▸ Work to complete
Copy out every line of the records below word for word, leaving out the pictures.

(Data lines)
- - -

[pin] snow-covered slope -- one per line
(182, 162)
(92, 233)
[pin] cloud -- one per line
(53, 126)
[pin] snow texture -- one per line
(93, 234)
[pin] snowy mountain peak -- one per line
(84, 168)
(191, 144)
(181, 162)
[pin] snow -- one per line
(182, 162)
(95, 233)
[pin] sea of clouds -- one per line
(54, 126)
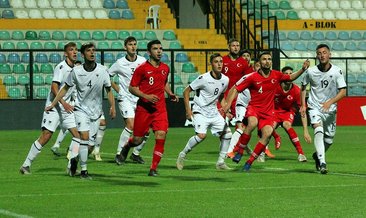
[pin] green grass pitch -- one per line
(280, 187)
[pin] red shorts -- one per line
(144, 120)
(281, 117)
(263, 119)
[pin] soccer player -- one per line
(260, 110)
(149, 82)
(89, 80)
(209, 88)
(327, 87)
(287, 102)
(63, 113)
(234, 67)
(124, 68)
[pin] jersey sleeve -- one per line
(198, 83)
(137, 76)
(57, 74)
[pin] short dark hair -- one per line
(68, 45)
(86, 46)
(213, 56)
(322, 46)
(129, 39)
(245, 51)
(264, 53)
(286, 68)
(152, 42)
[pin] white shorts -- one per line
(202, 123)
(50, 120)
(127, 108)
(327, 120)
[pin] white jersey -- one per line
(124, 69)
(208, 90)
(60, 74)
(89, 87)
(323, 86)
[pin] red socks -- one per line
(158, 153)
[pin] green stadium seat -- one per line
(38, 80)
(102, 45)
(150, 35)
(48, 79)
(46, 69)
(175, 45)
(98, 35)
(123, 34)
(23, 80)
(169, 35)
(9, 80)
(111, 35)
(35, 68)
(22, 45)
(138, 35)
(142, 45)
(117, 45)
(84, 35)
(44, 35)
(49, 45)
(5, 69)
(71, 35)
(188, 68)
(17, 35)
(42, 92)
(4, 35)
(14, 93)
(8, 45)
(31, 35)
(58, 35)
(36, 45)
(18, 69)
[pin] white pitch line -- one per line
(185, 190)
(9, 213)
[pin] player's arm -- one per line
(59, 95)
(112, 110)
(187, 105)
(305, 66)
(339, 96)
(168, 90)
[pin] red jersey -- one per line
(262, 90)
(287, 101)
(151, 80)
(235, 69)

- - -

▸ Full response
[pin] snow-covered slope -- one per line
(182, 162)
(92, 233)
[pin] cloud -- one per line
(53, 126)
[pin] snow texture -- one per line
(93, 234)
[pin] snowy mountain peak -- one per line
(84, 168)
(191, 144)
(181, 162)
[pin] snow -- one per line
(182, 162)
(95, 233)
[pin] sea of clouds -- one per line
(54, 126)
[pin] green grass pitch -- one per line
(280, 187)
[pin] red shorts -- one per line
(144, 120)
(281, 117)
(263, 119)
[pin] soccer player -- one per line
(260, 110)
(149, 82)
(89, 80)
(209, 88)
(327, 87)
(287, 102)
(63, 113)
(234, 67)
(124, 68)
[pin] jersey sleeve -- one per line
(198, 83)
(137, 76)
(57, 74)
[pin] short dark hair -- one per line
(68, 45)
(86, 46)
(213, 56)
(322, 46)
(129, 39)
(245, 51)
(264, 53)
(286, 68)
(152, 42)
[pin] white shorts -- one per line
(202, 123)
(50, 120)
(127, 108)
(327, 120)
[pin] white jersey -- one per line
(124, 69)
(208, 90)
(60, 74)
(89, 87)
(323, 86)
[pin] red socks -- one per line
(158, 153)
[pin] green stadium seat -- one per line
(38, 80)
(102, 45)
(150, 35)
(48, 79)
(46, 69)
(175, 45)
(98, 35)
(123, 34)
(23, 80)
(169, 35)
(9, 80)
(111, 35)
(35, 68)
(22, 45)
(138, 35)
(142, 45)
(117, 45)
(84, 35)
(44, 35)
(49, 45)
(5, 69)
(71, 35)
(188, 68)
(17, 35)
(42, 92)
(4, 35)
(14, 93)
(8, 45)
(31, 35)
(58, 35)
(36, 45)
(18, 69)
[pin] white pitch line -- one per line
(185, 190)
(9, 213)
[pin] player's arm -- one per line
(59, 95)
(112, 110)
(187, 105)
(305, 66)
(339, 96)
(168, 90)
[pin] red jersey -- one per line
(262, 90)
(287, 101)
(151, 80)
(235, 69)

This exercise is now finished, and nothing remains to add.